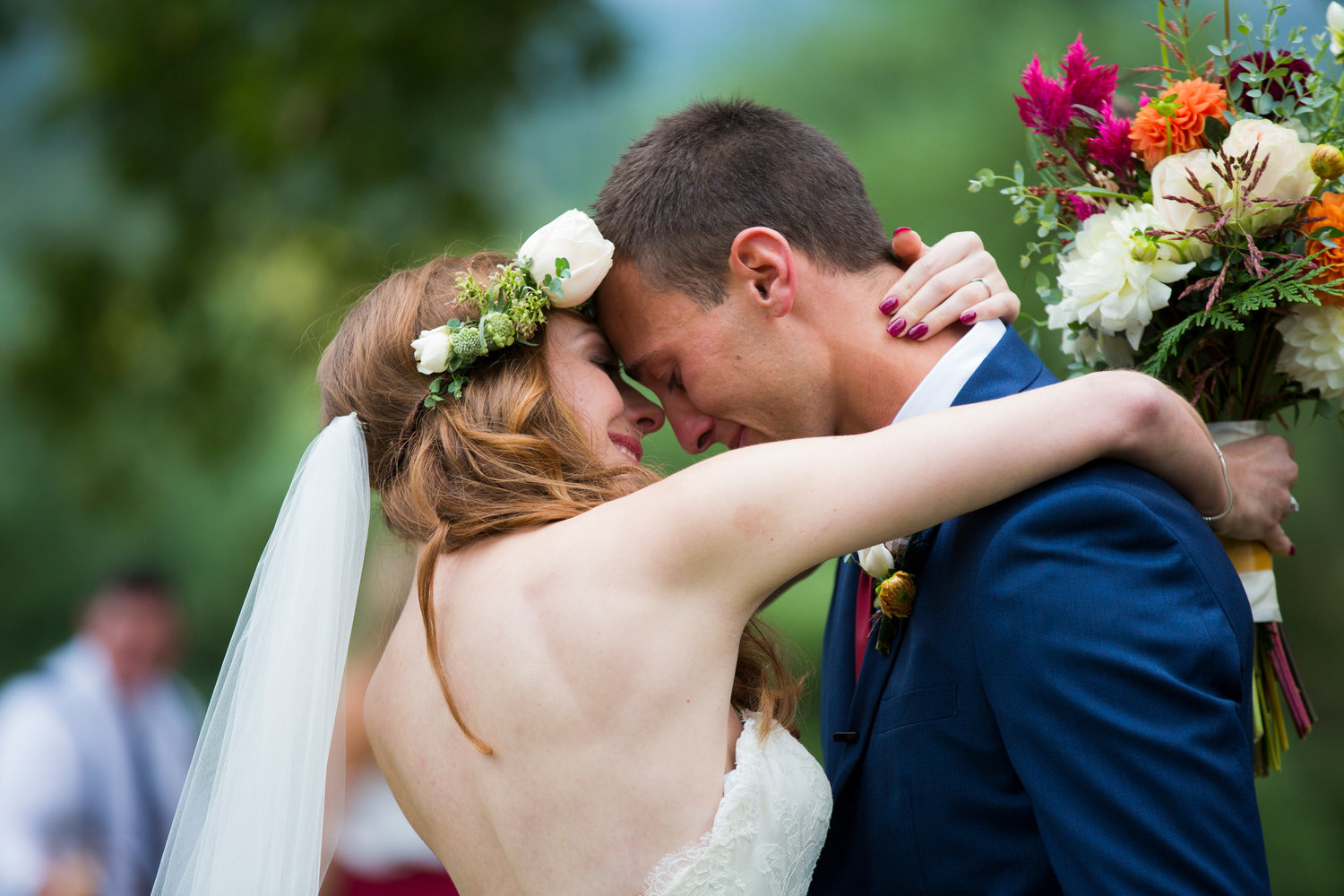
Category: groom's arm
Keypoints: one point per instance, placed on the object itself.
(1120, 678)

* * * * * * * * *

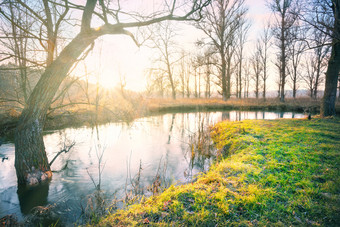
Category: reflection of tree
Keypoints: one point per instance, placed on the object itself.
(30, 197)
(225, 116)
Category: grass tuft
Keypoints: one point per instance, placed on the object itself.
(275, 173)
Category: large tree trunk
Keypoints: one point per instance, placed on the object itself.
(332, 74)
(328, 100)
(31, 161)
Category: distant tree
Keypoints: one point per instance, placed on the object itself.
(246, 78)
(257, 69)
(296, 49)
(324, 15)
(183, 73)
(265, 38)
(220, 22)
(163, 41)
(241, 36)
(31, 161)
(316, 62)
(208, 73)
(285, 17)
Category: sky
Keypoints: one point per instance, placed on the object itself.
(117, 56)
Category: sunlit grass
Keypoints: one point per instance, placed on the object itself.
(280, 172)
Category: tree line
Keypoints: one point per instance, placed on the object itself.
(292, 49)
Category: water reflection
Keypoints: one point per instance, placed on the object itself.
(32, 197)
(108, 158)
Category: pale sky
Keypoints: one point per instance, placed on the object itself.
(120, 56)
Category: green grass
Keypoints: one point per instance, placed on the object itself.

* * * * * * * * *

### Given exercise
Scale the records from the line with "Category: groom's arm" through the line with "(1120, 678)", both included. Multiply each point coordinate by 0.95 and round it to a whole number, with halves rounding up. Copy every other line in that span unchanged, and give only those lines.

### Written answer
Category: groom's arm
Keypoints: one point per instance, placed on the object itself.
(1064, 644)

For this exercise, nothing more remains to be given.